Hay que empezar por reconocer que la orientación seguida en el diseño
curricular de la Historia en las últimas reformas educativas ha tenido
efectos contrarios a los deseados. Se partía de la premisa que era preferible
colocar cuando no disolver los contenidos históricos en un continente
más amplio, llamado ciencias sociales, que ha dado lugar no sólo a denominaciones
curriculares extrañas (Geografia, Historia y Ciencias Sociales),
sino a resultados también poco felices, dada la ausencia de un hilo
conductor que unifique tales saberes a efectos didácticos. Bien es verdad
que hubo ya entonces (mediados los ochenta) voces críticas respecto de
esta tendencia y justo es reconocer que entre ellas, la de mayor autoridad y
energía intelectual e ideológica, fue la de Julio Valdeón y su libro En Defensa
de la Historia. En cierto modo, este libro fue sólo una voz de alerta que
hoy parece más premonitoria de lo que entonces se podía suponer. La disolución
de la Historia en el magma de las ciencias sociales; la pérdida de los
hábitos de la memorización (incluida la sarcásticamente invocada lista de
los reyes godos); la pérdida de posición de los sujetos individuales y la valoración
de las estructuras anónimas; son, todas ellas, directrices que encajaban
bien con las tendencias pedagógicas predominantes, pero que han acarreado
problemas notables en la posición de la Historia, no sólo como
saber diferenciado sino como disciplina escolar.

=-=-=-=-=

Ejercicios propuestos -
**a)** Responde con brevedad estas preguntas sobre el fragmento sobre la enseñanza de la Historia:
(i) ¿En qué momento surgieron voces críticas respecto de esa tendencia?
(ii) ¿Qué libro escribió Julio Valdeón?
(iii) ¿Qué lista se menciona, de forma sarcástica, al hablar de los hábitos de la memorización?
**b)** Continúa el fragmento sobre la enseñanza de la Historia a partir de su última oración.
Los registros no guardan relación con el fragmento sobre la enseñanza de la Historia.

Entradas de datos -
=-=-=-=-=

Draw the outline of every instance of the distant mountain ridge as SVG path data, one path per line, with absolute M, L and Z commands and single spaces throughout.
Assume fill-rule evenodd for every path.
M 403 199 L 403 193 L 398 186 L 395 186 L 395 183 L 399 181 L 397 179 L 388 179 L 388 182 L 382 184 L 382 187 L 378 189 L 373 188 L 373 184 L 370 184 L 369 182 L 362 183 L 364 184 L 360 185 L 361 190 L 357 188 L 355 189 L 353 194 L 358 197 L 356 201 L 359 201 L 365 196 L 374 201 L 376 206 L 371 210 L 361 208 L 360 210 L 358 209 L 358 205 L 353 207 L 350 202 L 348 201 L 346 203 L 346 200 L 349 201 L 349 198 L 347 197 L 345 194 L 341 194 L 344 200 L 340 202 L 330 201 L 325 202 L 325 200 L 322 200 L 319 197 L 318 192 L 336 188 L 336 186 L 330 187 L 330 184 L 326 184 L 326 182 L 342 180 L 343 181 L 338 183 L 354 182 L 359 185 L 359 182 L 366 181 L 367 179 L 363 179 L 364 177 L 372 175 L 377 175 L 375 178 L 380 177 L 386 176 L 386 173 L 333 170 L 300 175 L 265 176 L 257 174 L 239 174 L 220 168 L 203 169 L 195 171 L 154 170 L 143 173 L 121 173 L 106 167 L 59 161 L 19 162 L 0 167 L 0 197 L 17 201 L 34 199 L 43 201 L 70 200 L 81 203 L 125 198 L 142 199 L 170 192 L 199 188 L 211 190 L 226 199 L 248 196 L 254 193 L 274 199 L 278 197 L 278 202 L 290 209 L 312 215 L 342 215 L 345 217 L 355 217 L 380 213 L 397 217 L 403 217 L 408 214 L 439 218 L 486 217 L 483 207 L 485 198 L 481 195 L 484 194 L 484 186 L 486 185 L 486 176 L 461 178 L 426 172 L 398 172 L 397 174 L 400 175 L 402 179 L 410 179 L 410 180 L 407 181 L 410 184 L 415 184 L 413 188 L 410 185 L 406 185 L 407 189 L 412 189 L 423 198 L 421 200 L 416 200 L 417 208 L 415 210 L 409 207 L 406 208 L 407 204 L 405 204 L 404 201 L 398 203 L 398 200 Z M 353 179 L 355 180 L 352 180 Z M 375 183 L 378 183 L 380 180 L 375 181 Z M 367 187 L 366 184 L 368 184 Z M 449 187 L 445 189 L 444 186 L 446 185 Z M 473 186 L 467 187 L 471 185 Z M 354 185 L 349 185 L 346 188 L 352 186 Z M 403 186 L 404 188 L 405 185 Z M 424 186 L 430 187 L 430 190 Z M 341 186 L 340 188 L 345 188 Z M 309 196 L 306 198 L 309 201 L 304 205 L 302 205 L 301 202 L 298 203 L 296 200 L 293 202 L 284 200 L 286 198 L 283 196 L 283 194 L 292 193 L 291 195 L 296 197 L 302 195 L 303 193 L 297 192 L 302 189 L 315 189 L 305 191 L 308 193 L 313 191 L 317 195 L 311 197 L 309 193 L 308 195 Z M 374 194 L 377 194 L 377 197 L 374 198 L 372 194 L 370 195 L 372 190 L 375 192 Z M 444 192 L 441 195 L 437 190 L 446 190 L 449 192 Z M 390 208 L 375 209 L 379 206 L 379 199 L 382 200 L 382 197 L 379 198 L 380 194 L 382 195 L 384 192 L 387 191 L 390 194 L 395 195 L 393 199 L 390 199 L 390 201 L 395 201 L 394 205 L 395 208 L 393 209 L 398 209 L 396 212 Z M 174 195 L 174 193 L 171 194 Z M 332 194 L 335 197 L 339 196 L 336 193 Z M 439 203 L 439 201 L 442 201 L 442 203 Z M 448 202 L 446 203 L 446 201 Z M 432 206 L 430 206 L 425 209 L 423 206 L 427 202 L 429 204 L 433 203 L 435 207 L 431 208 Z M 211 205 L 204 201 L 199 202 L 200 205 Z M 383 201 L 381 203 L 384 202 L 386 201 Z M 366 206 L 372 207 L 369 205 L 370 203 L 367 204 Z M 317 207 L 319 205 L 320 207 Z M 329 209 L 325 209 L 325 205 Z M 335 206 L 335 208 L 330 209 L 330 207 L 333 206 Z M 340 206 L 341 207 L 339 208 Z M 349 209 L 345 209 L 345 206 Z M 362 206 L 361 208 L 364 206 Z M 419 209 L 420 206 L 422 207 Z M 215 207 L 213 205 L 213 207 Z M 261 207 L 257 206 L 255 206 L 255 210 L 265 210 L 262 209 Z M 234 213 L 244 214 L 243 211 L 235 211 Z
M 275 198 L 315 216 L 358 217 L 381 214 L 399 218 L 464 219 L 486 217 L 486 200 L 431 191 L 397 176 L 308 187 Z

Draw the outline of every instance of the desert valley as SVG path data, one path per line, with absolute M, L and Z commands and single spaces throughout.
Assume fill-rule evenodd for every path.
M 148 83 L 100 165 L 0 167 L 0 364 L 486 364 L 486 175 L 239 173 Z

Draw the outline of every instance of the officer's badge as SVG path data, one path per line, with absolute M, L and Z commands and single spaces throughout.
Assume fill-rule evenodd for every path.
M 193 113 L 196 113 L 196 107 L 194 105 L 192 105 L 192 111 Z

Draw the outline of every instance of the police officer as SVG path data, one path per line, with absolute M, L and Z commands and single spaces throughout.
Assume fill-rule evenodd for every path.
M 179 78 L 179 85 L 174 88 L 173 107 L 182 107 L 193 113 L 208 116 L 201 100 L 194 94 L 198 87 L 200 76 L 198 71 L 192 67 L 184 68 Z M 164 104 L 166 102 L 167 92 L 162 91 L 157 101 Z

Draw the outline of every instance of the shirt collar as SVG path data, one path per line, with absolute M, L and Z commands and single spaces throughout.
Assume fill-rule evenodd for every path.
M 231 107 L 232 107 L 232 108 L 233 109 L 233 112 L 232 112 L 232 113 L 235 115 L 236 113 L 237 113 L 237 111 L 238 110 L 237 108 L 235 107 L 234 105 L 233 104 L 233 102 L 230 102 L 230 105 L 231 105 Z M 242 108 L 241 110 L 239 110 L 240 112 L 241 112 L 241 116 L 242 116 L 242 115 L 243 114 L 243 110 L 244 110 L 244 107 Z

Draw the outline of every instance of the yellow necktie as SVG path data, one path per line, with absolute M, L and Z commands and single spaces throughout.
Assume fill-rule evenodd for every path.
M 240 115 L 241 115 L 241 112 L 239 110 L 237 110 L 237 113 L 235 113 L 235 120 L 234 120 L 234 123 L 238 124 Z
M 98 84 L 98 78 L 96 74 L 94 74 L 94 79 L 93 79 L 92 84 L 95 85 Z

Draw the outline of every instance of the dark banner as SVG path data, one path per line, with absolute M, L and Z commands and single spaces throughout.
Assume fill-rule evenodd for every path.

=-=-=-=-=

Respuestas por ejercicio -
**a)**
(i) A mediados de los ochenta.
(ii) En Defensa de la Historia.
(iii) La lista de los reyes godos.

**b)**
Aparte este maridaje por otra parte, recomendable en el plano metodológico
de la Historia con las ciencias sociales, hubo otras tendencias que
conviene examinar. Una de ellas fue naturalmente de carácter pendular: se
produjo no sólo la necesaria revitalización de la historia local, sino la esclerotización
de la historia general española. El aprecio de la historia local
vino determinado no sólo por la construcción del Estado de las Autonomías,
sino también por la vieja tendencia pedagógica de estudiar el entorno,
el medio natural y cultural en que se halla el alumno. Pero al propio
tiempo, se ha renovado poco la visión general de España. El viejo discurso
nacionalizador ha perdido sentido, pero tampoco hemos sido capaces de
construir una visión nueva de la historia común española, una visión, digamos,
desde abajo, desde la plural experiencia de la nueva realidad autonómica.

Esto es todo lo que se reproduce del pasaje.